Page text »
========================================

From a design point of view, using temporaries is cleaner if that data is not part of the object state, and should be preferred.
Never make design choices on performance grounds before actually profiling the application. You might just discover that you end up with a worse design that is actually not any better than the original design performance wise.
To all the answers that recommend to reuse objects if construction/destruction cost is high, it is important to remark that if you must reuse the object from one invocation to another, in many cases the object must be reset to a valid state between method invocations and that also has a cost. In many such cases, the cost of resetting can be comparable to construction/destruction.
If you do not reset the object state between invocations, the two solutions could yield different results, as in the first call, the argument would be initialized and the state would probably be different between method invocations.
Thread safety has a great impact on this decision also. Auto variables inside a function are created in the stack of each of the threads, and as such are inherently thread safe. Any optimization that pushes those local variable so that it can be reused between different invocations will complicate thread safety and could even end up with a performance penalty due to contention that can worsen the overall performance.
Finally, if you want to keep the object between method invocations I would still not make it a private member of the class (it is not part of the class) but rather an implementation detail (static function variable, global in an unnamed namespace in the compilation unit where doOperation is implemented, member of a PIMPL...[the first 2 sharing the data for all objects, while the latter only for all invocations in the same object]) users of your class do not care about how you solve things (as long as you do it safely, and document that the class is not thread safe).
// foo.h
class Foo {
public:
void doOperation();
private:
void doIt( Bar& data );
};
// foo.cpp
void Foo::doOperation()
{
static Bar reusable_data;
doIt( reusable_data );
}
// else foo.cpp
namespace {
Bar reusable_global_data;
}
void Foo::doOperation()

========================================

(Object point labels)
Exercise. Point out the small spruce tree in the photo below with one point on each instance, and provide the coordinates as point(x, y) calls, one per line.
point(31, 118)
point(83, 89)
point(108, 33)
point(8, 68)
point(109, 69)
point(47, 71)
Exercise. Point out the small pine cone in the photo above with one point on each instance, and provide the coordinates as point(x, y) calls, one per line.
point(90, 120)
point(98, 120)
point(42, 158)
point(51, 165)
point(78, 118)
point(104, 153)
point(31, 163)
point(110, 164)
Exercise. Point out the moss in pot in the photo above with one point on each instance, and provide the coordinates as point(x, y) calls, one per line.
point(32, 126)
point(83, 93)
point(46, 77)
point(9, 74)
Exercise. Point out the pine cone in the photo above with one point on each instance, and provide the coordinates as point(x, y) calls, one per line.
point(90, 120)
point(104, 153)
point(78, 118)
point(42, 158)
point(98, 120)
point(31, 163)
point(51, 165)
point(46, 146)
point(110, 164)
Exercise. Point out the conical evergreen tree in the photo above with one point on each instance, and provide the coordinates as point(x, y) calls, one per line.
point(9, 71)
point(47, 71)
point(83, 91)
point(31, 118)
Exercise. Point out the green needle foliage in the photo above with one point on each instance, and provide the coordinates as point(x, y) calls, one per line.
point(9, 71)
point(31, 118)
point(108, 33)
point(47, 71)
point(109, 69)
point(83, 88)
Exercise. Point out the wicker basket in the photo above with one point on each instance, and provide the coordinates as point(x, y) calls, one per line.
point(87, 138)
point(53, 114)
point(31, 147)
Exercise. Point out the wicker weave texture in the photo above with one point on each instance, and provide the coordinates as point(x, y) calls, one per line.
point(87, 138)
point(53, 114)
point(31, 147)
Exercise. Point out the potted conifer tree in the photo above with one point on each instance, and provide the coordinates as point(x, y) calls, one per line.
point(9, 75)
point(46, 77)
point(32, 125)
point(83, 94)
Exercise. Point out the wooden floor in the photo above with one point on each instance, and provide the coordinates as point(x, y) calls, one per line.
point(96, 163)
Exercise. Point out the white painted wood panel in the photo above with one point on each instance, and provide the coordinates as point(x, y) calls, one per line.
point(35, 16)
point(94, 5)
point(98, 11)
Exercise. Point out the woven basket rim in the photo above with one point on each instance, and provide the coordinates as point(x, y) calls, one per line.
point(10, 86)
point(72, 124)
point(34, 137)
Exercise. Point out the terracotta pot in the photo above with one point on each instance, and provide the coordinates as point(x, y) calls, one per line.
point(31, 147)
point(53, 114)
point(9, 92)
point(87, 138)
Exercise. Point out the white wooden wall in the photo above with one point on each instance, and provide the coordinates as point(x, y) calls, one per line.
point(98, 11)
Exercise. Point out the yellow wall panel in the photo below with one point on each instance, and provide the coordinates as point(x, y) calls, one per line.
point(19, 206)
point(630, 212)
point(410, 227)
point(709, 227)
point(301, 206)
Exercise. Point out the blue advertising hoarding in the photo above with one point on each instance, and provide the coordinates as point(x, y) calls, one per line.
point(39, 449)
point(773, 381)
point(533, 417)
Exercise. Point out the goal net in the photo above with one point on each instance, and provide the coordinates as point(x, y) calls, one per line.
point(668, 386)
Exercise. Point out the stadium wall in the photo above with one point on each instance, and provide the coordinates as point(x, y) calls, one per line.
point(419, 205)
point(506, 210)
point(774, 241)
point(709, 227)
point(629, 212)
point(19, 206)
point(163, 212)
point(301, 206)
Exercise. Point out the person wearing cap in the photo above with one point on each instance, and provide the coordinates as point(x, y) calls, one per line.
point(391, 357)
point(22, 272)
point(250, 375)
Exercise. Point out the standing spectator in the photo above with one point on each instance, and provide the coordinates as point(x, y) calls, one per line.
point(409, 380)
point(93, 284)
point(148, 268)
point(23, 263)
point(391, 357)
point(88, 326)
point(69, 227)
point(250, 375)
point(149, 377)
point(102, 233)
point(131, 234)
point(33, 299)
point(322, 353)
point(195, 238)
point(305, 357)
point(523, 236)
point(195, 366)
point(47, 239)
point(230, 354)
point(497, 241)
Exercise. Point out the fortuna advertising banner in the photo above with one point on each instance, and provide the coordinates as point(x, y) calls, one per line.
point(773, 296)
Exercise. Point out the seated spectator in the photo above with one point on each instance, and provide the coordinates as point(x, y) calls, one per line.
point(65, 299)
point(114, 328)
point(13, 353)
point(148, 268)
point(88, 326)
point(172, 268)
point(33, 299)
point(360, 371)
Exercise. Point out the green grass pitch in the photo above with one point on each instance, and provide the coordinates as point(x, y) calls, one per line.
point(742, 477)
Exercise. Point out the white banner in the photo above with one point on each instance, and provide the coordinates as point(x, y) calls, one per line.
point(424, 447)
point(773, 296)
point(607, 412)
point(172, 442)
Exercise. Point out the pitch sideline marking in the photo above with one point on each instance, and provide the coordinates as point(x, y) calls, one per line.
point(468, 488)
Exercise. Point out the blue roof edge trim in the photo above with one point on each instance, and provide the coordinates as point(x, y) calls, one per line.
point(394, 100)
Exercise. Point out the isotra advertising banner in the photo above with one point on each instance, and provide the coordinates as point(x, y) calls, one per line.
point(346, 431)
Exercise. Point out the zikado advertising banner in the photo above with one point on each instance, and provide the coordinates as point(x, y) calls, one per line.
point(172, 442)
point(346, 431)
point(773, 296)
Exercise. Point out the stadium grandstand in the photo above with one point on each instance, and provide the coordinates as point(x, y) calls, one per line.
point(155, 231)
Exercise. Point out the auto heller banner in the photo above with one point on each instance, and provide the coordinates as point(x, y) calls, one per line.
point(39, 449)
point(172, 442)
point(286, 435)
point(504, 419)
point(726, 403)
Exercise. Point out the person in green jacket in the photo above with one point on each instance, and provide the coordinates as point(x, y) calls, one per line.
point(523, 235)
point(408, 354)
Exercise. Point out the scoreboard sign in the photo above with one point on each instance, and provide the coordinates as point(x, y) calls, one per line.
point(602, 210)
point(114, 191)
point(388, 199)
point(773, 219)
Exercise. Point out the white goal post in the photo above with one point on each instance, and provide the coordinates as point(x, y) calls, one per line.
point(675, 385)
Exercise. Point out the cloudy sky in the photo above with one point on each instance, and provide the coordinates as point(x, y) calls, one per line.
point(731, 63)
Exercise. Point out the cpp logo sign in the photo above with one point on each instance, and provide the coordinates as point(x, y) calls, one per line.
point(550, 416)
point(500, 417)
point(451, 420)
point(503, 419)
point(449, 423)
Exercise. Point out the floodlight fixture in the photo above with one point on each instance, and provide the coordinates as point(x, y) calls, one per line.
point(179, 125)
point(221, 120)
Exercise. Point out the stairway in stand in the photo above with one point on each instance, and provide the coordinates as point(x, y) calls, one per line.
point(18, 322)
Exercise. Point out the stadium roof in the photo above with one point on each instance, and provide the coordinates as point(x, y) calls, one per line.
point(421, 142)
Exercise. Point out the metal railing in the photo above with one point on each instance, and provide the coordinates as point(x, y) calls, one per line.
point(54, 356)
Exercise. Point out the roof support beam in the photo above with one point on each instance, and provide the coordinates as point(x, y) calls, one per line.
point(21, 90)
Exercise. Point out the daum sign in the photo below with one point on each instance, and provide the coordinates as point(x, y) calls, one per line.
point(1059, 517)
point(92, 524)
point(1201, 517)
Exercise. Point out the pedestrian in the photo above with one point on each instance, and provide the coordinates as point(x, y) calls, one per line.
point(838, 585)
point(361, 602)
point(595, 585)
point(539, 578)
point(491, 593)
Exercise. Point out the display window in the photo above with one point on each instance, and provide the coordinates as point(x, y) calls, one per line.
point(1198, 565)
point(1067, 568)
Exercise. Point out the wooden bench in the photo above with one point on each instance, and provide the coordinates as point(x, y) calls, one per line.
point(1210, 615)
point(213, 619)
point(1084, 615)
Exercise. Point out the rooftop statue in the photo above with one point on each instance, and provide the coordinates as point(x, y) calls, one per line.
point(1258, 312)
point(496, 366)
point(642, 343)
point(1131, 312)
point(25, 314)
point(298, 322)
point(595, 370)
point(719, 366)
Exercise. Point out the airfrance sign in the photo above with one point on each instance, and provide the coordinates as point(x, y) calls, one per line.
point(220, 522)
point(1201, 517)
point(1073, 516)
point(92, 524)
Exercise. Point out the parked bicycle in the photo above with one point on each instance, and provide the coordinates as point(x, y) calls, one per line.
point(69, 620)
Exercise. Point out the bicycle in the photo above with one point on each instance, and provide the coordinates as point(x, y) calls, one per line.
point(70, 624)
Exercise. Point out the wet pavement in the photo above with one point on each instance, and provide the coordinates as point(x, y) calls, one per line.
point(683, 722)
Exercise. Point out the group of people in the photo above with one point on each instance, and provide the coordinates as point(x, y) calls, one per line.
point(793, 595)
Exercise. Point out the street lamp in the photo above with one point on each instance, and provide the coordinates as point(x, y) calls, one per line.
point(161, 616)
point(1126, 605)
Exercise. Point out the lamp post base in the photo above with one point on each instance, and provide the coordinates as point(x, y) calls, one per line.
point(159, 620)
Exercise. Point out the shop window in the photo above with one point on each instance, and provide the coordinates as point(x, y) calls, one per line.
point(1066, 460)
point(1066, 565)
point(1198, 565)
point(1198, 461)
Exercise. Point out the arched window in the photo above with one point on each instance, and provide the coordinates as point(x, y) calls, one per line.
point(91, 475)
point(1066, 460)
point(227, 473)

========================================

Written exercise 1 »
Write out the passage of the text on reusing temporary objects that begins at the words "If you do not" and stops after the words "between method invocations.".
Written exercise 2 »
Translate this sentence from the text on reusing temporary objects into Spanish: "Auto variables inside a function are created in the stack of each of the threads, and as such are inherently thread safe."

Task solution 1 »
If you do not reset the object state between invocations, the two solutions could yield different results, as in the first call, the argument would be initialized and the state would probably be different between method invocations.

Task solution 2 »
Las variables automáticas dentro de una función se crean en la pila de cada uno de los hilos y, como tales, son inherentemente seguras para hilos.